» WORK TO COMPLETE:
Return, without alteration, the portion of the article on the Berkeley City Council meeting that begins at the words "Editor’s note: The" and stops after "to the agenda.".

» PAGE:
▼

Image: Gypsy Taub

Editor’s note: The following story contains nudity and profanity. 

A naked activist unleashed a 5-minute tirade in a mostly empty City Council chamber in Berkeley on Tuesday night.

The woman, Berkeley resident Gypsy Taub, was upset after officials tabled a proposal to allow women to bare their breasts in public as part of a national campaign to “free the nipple.” The proposal is not currently slated to return to the agenda.

As the council meeting adjourned at 11:15 p.m., Taub disrobed, saying, “Let’s get arrested.… Let’s fucking get native.”

Taub called council members hypocrites, oppressors and “a joke,” adding: “I don’t care who you are, my body belongs to me.” Officials quickly filed out of the room while Taub continued speaking. One man took off his shirt in solidarity with the nipple liberation campaign.

“Your sex life is a joke because you never liberated yourself from body shame,” Taub shouted.

After making an expletive-laden speech on a wooden table for several minutes, Taub stepped onto the city manager’s desk and hopped over to the dais where she squatted down and banged the gavel repeatedly. She continued to excoriate the Berkeley City Council, in absentia, as fascists who are against “body freedom.”

Image: Gypsy Taub
Image: Gypsy Taub
Image: Gypsy Taub
Image: Gypsy Taub

After her speech, Taub returned to her seat as one audience member observed: “Holy shit, they didn’t arrest you.”

▲

» RECORD LIST:

▼

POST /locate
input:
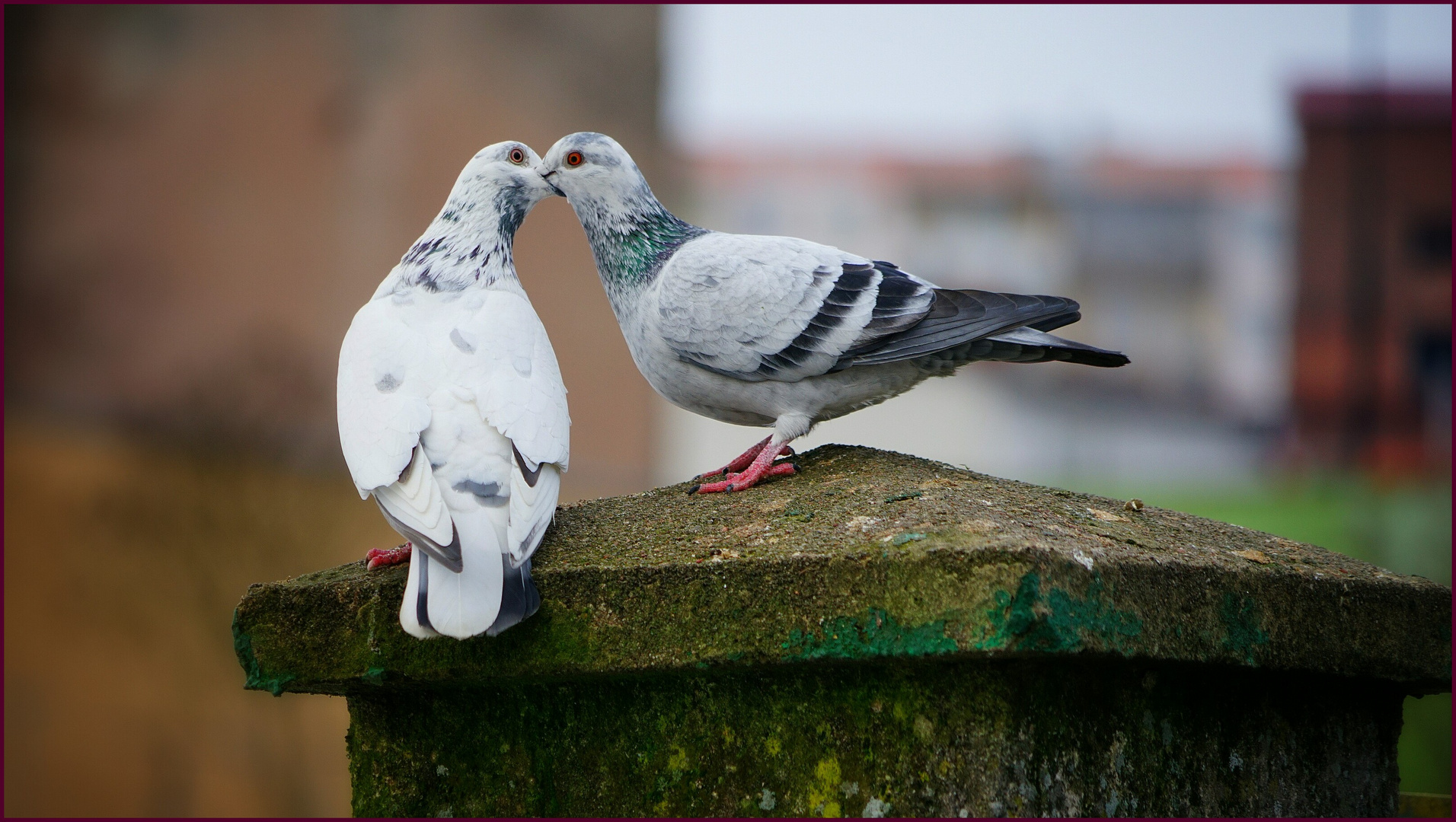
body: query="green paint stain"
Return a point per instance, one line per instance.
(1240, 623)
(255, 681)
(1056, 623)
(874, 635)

▲

» SOLUTION FOR THIS TASK:
Editor’s note: The following story contains nudity and profanity. 

A naked activist unleashed a 5-minute tirade in a mostly empty City Council chamber in Berkeley on Tuesday night.

The woman, Berkeley resident Gypsy Taub, was upset after officials tabled a proposal to allow women to bare their breasts in public as part of a national campaign to “free the nipple.” The proposal is not currently slated to return to the agenda.